訪問記:
━━━━━━━━

今回の訪問は、日本を代表してのものであり、このような交流は意義あるものであるといっていた、通訳の宮下さんの言葉が印象的であった。
お世話していただいた皆さんにお礼を申し上げ、高齢者住宅を後にした。

 バス停まで歩きながら見る街は、道は広い。真中が、車道で、両側に自転車専用のスペースがあり、その隣が歩道である。自転車専用のところに入りながら歩いてしまうので、後ろからチリチリと鳴らされることがある。自転車が多く、どこでもスピードを出して走っている。まったく、クリーンな交通手段である。

 PM5時30分頃、ホテルの近くのバス停で降りる。街のネオンがぼつぼつとつき始める時間である。市庁舎のすばらしい建物と、調和の取れた街並みはすばらしく落ちついている。歩くごとに、あまりに歓迎されて飲んだワインがだんだん効いてきた。

━━━━━━━━

表示データ:
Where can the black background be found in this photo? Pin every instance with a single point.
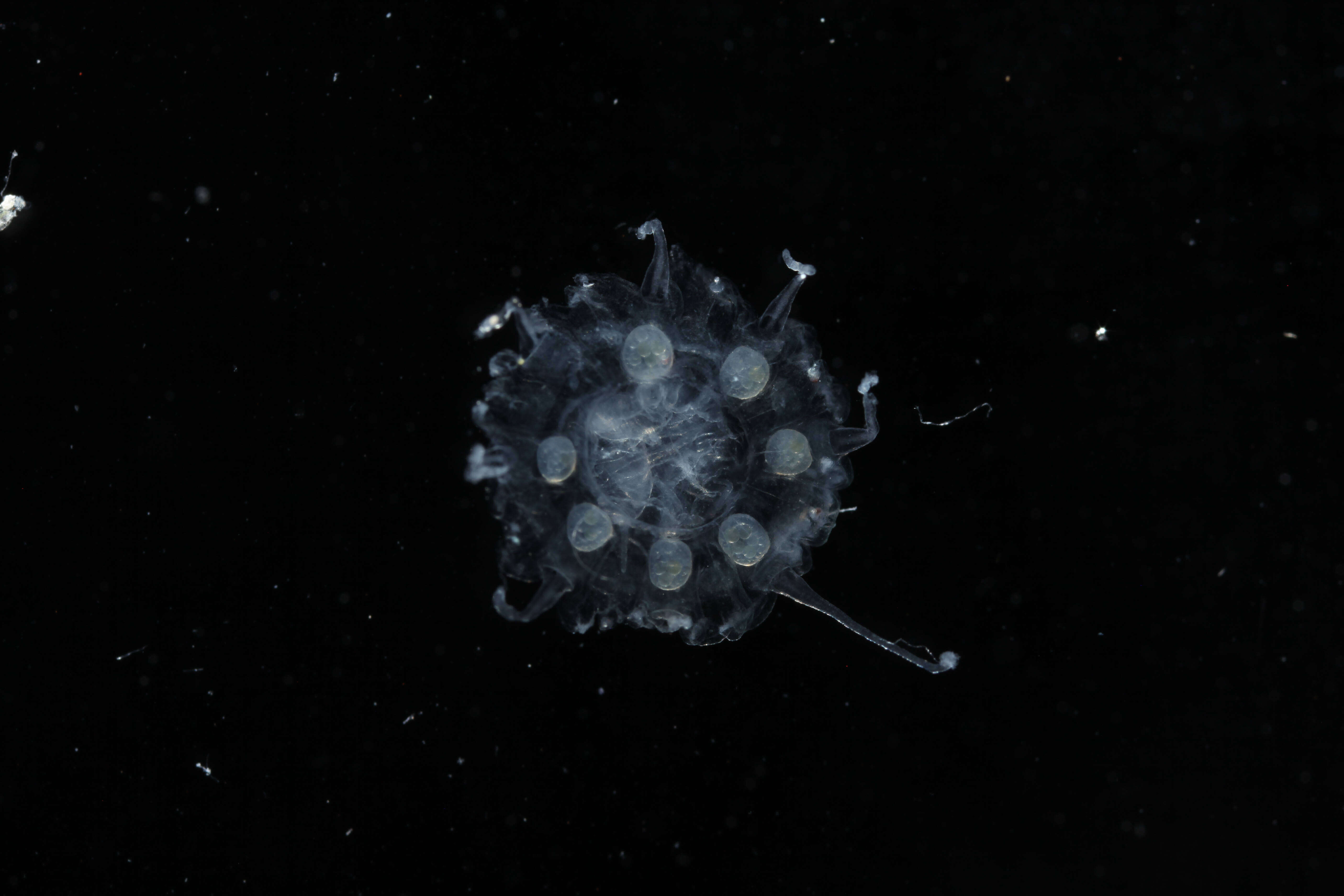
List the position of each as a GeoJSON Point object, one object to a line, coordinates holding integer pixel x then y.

━━━━━━━━

依頼内容 1: 訪問記のうち、「お世話していただいた皆さんにお礼を申し上げ、高齢者住宅を後にした。」を含む語句で始まり「る。まったく、クリーンな交通手段である。」で終わる部分を、一字も変えずに書き写す。
依頼内容 2: 訪問記の最後の一文の後に続く文章を書く。
データは訪問記とは別の資料である。

回答文 1:
お世話していただいた皆さんにお礼を申し上げ、高齢者住宅を後にした。

 バス停まで歩きながら見る街は、道は広い。真中が、車道で、両側に自転車専用のスペースがあり、その隣が歩道である。自転車専用のところに入りながら歩いてしまうので、後ろからチリチリと鳴らされることがある。自転車が多く、どこでもスピードを出して走っている。まったく、クリーンな交通手段である。

回答文 2:
PM7時、夕食に肉と地元ビールの店に行く。店のなかは一杯である。みんな陽気に飲んでいる。負けて入られないと、試験管の親分みたいなところにビールが1リットルも入っているコップを注文した。全部飲まないと、帰れないと、履いてきた靴の片方を取られてしまい、その替わりにわらで作ってあるわらぐつをはかされ、とにかく一生懸命に飲んだ。(めでたく飲み終えることが出来た・・店のジョークのある歓迎の一つか)骨に肉のついたものや、肉のくし刺し、ポテトのチーズ入りなどの美味しいものをみんなで食べながら英気を養うことが出来た。ほろ酔い加減で、冷たい風を頬に受けながらホテルに戻った。今日は1日中歩き回り、普段の運動不足もあり、少々疲れ気味なので(飲みすぎだよという声もある)
 シャワーを浴びてゆっくり寝た。
2月14日(水) 晴れ朝3時起床
 シャワーを浴びてから、昨日のことをノートにまとめる。(年をとってきたせいか日本にいても早起きになっている。)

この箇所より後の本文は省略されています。